Le dessin, d’abord, pour Bernard Noël, peut-on penser, c’est le plaisir du geste, continuant le plaisir du tracé des poèmes à la main (contrairement aux romans qu’il a écrits, tous, à la machine), le plaisir du geste, de la mouvance du corps, de l’inscription de sa mouvance, de l’inscription de la vie même du corps dans l’acte d’abord autant que dans la trace, puisque toute vie est d’abord mouvement, la vie se voyant inscrite dans le tissu même de la création, comme si la création pouvait être l’expression même de la vie du corps et en garder la trace.

Le plaisir est d’autant plus grand que, contrairement aux poèmes (ou même à l’infini des calligraphies possibles) le mouvement de la main est libre, non prémédité : « Dans tous les cas », les « éléments » graphiques « surgissent au fil de la plume et s’associent à ce qui est déjà là sans aucune préméditation » (Bernard Noël, politique du corps).

S’il est non prémédité, c’est parce que sa seule raison d’être est justement le mouvement même sur lequel il se construit et auquel il se résume, dont il est l’essence. « [D]u mouvement, car je ne veux pas de l’immobile – ou alors du mobile dans l’immobile », écrit Michaux.

○ ○ ○ ○ ○ ○ ○

> **EXERCICE COURT**:
Reprenez, s'il vous plaît, le texte ci-dessus sur le dessin chez Bernard Noël et poursuivez-le à partir de sa dernière phrase.

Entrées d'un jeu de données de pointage
○ ○ ○ ○ ○ ○ ○

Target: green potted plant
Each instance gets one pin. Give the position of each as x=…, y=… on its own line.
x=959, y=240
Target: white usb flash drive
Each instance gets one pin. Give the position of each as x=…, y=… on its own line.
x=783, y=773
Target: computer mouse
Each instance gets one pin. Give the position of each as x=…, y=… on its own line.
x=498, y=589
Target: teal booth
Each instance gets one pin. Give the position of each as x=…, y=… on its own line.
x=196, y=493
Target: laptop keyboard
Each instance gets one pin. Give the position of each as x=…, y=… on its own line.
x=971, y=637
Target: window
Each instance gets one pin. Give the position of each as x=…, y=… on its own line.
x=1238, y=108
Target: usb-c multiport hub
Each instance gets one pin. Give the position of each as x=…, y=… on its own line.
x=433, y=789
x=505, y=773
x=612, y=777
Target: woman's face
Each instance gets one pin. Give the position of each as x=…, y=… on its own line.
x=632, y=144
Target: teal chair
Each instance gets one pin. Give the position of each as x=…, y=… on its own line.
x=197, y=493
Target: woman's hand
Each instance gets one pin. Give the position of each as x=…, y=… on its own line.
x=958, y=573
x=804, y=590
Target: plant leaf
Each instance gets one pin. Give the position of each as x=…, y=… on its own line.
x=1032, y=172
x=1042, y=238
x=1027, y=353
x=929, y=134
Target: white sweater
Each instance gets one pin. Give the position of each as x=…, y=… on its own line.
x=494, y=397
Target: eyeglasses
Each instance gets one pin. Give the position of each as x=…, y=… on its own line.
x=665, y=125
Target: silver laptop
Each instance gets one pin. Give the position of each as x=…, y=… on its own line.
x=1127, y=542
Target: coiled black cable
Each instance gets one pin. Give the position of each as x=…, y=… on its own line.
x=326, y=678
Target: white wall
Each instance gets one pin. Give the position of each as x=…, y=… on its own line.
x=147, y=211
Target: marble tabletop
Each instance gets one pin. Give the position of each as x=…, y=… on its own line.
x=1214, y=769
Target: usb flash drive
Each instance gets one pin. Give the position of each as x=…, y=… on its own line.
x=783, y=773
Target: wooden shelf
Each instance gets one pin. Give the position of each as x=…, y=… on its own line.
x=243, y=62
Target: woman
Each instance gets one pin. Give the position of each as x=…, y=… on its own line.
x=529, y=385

○ ○ ○ ○ ○ ○ ○

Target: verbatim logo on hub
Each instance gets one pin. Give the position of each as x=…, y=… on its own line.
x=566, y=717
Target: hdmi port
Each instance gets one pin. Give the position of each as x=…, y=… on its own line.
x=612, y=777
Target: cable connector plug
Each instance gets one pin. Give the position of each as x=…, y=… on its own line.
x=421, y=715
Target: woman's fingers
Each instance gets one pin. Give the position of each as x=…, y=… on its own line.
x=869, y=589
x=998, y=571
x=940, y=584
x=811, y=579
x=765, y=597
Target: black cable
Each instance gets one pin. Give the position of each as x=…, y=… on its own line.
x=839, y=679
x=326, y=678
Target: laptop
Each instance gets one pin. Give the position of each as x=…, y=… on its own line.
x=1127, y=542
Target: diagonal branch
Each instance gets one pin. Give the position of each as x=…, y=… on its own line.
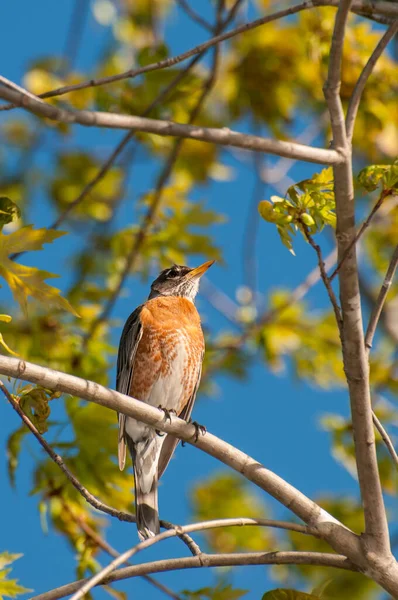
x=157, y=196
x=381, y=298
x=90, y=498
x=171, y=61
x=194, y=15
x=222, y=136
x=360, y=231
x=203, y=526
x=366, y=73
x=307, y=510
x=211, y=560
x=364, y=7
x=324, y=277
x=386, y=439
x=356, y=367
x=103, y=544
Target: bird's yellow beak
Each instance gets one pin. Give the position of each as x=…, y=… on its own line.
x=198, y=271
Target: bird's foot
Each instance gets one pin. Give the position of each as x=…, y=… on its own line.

○ ○ ○ ○ ○ ○ ○

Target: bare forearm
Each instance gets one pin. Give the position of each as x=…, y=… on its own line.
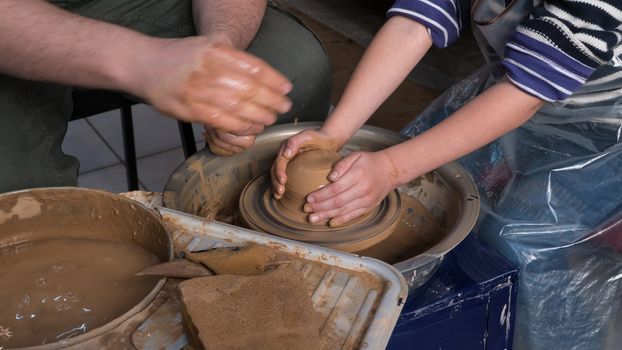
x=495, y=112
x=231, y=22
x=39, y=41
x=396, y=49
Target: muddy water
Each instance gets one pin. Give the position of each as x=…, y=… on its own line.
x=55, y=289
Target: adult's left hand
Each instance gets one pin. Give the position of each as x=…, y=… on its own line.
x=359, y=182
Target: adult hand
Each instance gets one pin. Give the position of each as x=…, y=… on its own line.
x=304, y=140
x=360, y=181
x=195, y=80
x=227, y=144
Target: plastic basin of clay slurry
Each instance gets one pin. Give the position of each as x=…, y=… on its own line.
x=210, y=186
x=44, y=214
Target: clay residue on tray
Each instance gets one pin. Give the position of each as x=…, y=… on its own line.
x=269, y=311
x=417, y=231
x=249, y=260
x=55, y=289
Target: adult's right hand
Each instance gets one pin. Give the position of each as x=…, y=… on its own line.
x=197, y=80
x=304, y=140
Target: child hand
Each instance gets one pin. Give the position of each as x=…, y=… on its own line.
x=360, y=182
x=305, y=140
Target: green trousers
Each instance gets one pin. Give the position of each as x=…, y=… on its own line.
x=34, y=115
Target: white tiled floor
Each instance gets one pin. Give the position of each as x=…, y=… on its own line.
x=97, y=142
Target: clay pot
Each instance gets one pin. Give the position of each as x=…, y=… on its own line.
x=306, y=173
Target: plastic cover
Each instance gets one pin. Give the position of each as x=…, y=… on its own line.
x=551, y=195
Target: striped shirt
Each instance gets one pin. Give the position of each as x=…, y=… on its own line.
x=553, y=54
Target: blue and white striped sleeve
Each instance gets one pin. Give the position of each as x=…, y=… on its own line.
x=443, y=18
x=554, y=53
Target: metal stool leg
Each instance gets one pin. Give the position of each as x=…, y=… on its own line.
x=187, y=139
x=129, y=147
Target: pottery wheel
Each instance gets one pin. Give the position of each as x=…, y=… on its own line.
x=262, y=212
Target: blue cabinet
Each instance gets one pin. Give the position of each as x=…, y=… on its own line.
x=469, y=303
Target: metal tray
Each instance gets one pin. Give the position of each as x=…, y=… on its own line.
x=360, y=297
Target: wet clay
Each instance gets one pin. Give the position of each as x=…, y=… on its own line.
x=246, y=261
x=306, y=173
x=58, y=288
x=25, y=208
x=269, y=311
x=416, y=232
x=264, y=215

○ ○ ○ ○ ○ ○ ○

> **RÉPONSE ÉCRITE**:
Donner forme à un trajet sans le figer dans son cours mais en lui donnant la possibilité de se continuer indéfiniment, par le trajet du regard qui procède par étapes de hasard, d’un regard scrutateur qui n’est que son propre mouvement échouant à trouver des balises (de sens) où s’arrêter. Car il s’agit  bien d’un mouvement, d’abord. Comme l’écrit Michaux sur l’exemplaire de Saisir qu’il dédicace à Micheline Phankim : « Des mots, des signes, plus de trajets que de sujets ». Il s’agit, pour Bernard Noël, de laisser libre cours à cela. « Faut-il préciser que, chaque fois, tout commence dans l’angle supérieur gauche et, à partir de là, occupe très lentement la surface par avancées irrégulières ». (Bernard Noël, politique du corps). Et dans ce mouvement de liberté libre, il n’y « a rien là d’automatique car la volonté d’accumulation et la volonté de couvrir l’espace sont trop obstinées » (Ibidem). Aussi n’est-ce pas une écriture automatique transmuée en signes graphiques. Il s’agit d’être dans le délié total du corps qui s’enchaîne à son propre mouvement, à sa propre chute, chute indéfiniment répétée de la main sur la blancheur du papier, mouvement qui se nourrit de lui-même, à l’infini, mais, en même temps, face à cette réalité insurpassable du territoire, de la feuille à remplir, à occuper entièrement, à faire exister justement comme territoire en se l’appropriant, il y a de fait toujours une retenue (retenue qu’implique le fait que pour être occupé entièrement, ou plus exactement pour être occupé vraiment, le territoire que constitue la feuille doit l’être dans le détail, dans l’infime, et non grosso modo en ce sens qu’alors le territoire ne serait que le support de la trajectoire d’un signe ou d’une multitude de signes, et non cela même qui se trouve occupé).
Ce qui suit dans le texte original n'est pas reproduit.